[Begin]

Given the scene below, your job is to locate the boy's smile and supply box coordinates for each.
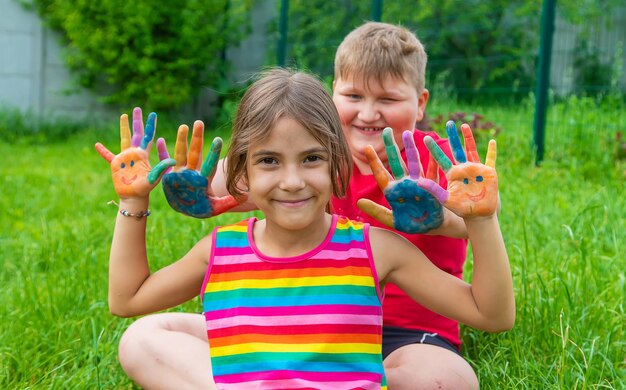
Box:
[333,76,428,173]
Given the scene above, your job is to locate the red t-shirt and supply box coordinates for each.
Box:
[332,130,467,347]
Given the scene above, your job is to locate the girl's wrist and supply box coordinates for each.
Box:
[118,197,150,218]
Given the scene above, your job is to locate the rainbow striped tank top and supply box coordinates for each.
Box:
[201,215,387,390]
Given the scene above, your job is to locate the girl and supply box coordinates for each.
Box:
[96,69,515,389]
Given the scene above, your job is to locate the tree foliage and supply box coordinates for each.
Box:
[276,0,620,102]
[24,0,250,110]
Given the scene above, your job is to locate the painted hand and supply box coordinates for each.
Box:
[96,108,176,198]
[424,121,498,218]
[357,128,446,233]
[157,121,239,218]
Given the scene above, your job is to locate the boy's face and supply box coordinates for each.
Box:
[333,77,428,173]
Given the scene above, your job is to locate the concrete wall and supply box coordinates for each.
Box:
[0,0,276,118]
[0,0,106,116]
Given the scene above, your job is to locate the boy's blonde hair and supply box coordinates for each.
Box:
[335,22,427,93]
[226,68,352,197]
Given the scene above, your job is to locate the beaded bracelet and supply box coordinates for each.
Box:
[120,210,150,219]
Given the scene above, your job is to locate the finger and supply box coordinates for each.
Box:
[424,135,452,172]
[200,137,222,179]
[132,107,143,146]
[140,112,156,150]
[485,139,498,168]
[365,145,392,191]
[148,158,176,184]
[120,114,131,151]
[212,195,239,216]
[157,138,172,173]
[417,179,450,204]
[356,199,395,229]
[444,121,467,164]
[383,127,406,180]
[96,142,115,163]
[157,137,170,161]
[461,123,480,163]
[426,154,439,183]
[402,130,422,180]
[174,125,189,171]
[187,121,204,171]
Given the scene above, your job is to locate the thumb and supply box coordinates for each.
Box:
[148,158,176,184]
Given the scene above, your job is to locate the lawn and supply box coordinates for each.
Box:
[0,99,626,389]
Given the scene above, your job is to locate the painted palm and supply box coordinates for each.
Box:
[96,108,175,198]
[357,128,447,233]
[157,121,239,218]
[424,121,498,218]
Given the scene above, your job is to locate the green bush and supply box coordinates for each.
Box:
[22,0,251,110]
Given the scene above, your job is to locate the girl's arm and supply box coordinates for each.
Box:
[96,108,210,316]
[370,215,515,332]
[371,121,515,331]
[109,203,211,317]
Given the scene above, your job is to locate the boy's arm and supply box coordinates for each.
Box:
[371,122,515,331]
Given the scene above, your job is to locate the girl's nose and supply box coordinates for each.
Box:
[359,102,380,122]
[280,166,305,191]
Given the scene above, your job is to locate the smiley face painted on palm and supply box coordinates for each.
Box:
[448,162,498,215]
[424,121,498,218]
[385,179,443,233]
[111,148,151,195]
[163,169,213,218]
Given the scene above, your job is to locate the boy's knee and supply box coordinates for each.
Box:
[385,365,479,390]
[385,368,479,390]
[117,317,151,377]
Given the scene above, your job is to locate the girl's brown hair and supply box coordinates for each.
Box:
[226,68,352,197]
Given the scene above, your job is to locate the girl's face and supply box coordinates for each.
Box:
[333,77,428,173]
[246,118,332,230]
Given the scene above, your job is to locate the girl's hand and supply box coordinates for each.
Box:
[96,107,176,199]
[357,128,447,233]
[424,121,498,218]
[157,121,239,218]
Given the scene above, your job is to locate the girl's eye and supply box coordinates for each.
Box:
[304,155,322,162]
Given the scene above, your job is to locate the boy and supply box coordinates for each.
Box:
[333,22,478,389]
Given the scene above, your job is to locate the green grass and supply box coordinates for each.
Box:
[0,101,626,389]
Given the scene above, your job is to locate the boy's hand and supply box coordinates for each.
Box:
[357,128,446,233]
[157,121,239,218]
[424,121,498,218]
[96,107,176,199]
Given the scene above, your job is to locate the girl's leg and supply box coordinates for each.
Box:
[383,344,478,390]
[119,313,216,389]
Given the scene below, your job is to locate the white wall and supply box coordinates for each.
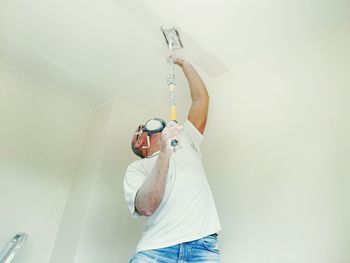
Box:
[0,65,90,263]
[52,20,350,263]
[0,18,350,263]
[50,99,113,263]
[203,19,350,263]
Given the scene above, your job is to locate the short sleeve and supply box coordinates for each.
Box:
[124,162,146,218]
[183,120,204,156]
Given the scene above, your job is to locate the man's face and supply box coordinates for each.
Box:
[131,124,147,158]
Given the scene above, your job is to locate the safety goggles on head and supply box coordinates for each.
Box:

[End]

> _THE EXERCISE_
Collect every line of the listing that contains the word "hair", and copy each one in full; case counts.

> _THE REPLY_
Given the scene above, your job is to locate the boy's blonde hair and supply box coordinates for each.
Given the scene above, your job is to locate the girl's brown hair and supply box coordinates for each.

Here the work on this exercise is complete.